◆ **Problem A**:
List every person named in the mailing-list excerpt below.
◆ **Problem B**:
In the mailing-list excerpt below, what does the guest kernel send to an application when an error is unrecoverable memory corruption in that application?

◆ **Selected extract**:
# # # # #

Re: [Qemu-devel] [Qemu-ppc] [PATCH v8 4/6] target/ppc: Build rtas error log upon an MCE

2019-05-13 Thread David Gibson
On Mon, May 13, 2019 at 01:30:53PM +0200, Greg Kurz wrote:
> On Mon, 22 Apr 2019 12:33:26 +0530
> Aravinda Prasad  wrote:
> 
> > Upon a machine check exception (MCE) in a guest address space,
> > KVM causes a guest exit to enable QEMU to build and pass the
> > error to the guest in the PAPR defined rtas error log format.
> > 
> > This patch builds the rtas error log, copies it to the rtas_addr
> > and then invokes the guest registered machine check handler. The
> > handler in the guest takes suitable action(s) depending on the type
> > and criticality of the error. For example, if an error is
> > unrecoverable memory corruption in an application inside the
> > guest, then the guest kernel sends a SIGBUS to the application.
> > For recoverable errors, the guest performs recovery actions and
> > logs the error.

# # # # #

◆ **Data rows**:

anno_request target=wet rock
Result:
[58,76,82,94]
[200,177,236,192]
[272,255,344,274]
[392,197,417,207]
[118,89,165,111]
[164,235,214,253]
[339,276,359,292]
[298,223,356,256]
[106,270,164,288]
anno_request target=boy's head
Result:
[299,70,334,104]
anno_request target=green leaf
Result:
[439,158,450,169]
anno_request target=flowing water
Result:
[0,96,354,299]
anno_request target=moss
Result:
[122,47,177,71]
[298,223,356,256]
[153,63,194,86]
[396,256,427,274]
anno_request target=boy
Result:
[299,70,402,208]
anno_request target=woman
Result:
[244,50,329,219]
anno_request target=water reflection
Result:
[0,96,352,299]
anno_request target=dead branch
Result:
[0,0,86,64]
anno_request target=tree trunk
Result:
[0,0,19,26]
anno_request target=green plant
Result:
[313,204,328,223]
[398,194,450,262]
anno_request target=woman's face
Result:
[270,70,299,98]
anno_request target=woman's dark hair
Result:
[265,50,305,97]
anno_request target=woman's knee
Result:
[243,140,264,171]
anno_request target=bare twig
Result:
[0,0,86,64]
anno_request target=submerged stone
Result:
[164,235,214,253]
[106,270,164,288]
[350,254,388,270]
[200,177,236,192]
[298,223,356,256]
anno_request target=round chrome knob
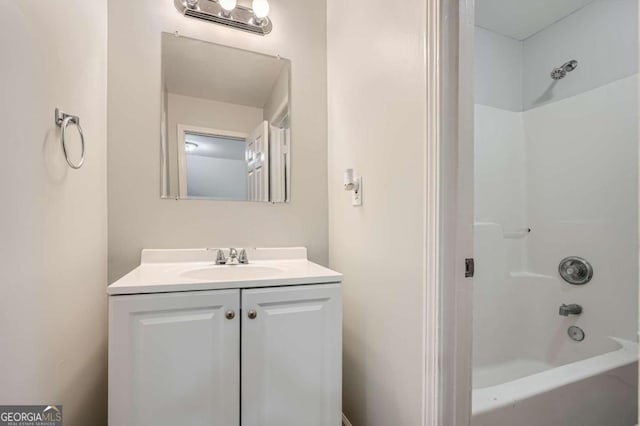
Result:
[558,256,593,285]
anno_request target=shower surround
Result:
[473,0,639,426]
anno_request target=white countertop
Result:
[107,247,342,296]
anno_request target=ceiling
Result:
[476,0,595,40]
[162,33,289,108]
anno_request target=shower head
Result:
[551,59,578,80]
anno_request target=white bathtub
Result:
[472,223,638,426]
[471,339,638,426]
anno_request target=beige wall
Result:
[108,0,327,281]
[0,0,107,426]
[327,0,426,426]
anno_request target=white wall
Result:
[0,0,107,426]
[523,0,638,109]
[474,27,523,111]
[166,93,263,197]
[263,67,291,122]
[327,0,426,426]
[108,0,327,281]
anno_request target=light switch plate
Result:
[351,176,362,206]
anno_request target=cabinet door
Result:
[109,290,240,426]
[241,284,342,426]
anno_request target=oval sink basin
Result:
[180,265,282,281]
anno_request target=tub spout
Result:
[559,303,582,317]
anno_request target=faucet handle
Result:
[216,249,227,265]
[238,249,249,265]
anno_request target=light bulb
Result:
[251,0,269,22]
[218,0,238,13]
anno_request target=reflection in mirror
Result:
[161,33,291,203]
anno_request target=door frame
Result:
[423,0,474,426]
[176,124,249,199]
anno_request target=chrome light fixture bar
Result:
[174,0,273,36]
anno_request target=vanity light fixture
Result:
[174,0,273,36]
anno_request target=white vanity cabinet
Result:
[109,283,342,426]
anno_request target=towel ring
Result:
[55,108,84,170]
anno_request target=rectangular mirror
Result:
[160,33,291,203]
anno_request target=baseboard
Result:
[342,413,353,426]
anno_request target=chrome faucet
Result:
[227,247,240,265]
[559,303,582,317]
[207,247,249,265]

# # # # #

◆ **Expected answer A**:
David Gibson, Greg Kurz, Aravinda Prasad

◆ **Expected answer B**:
A SIGBUS.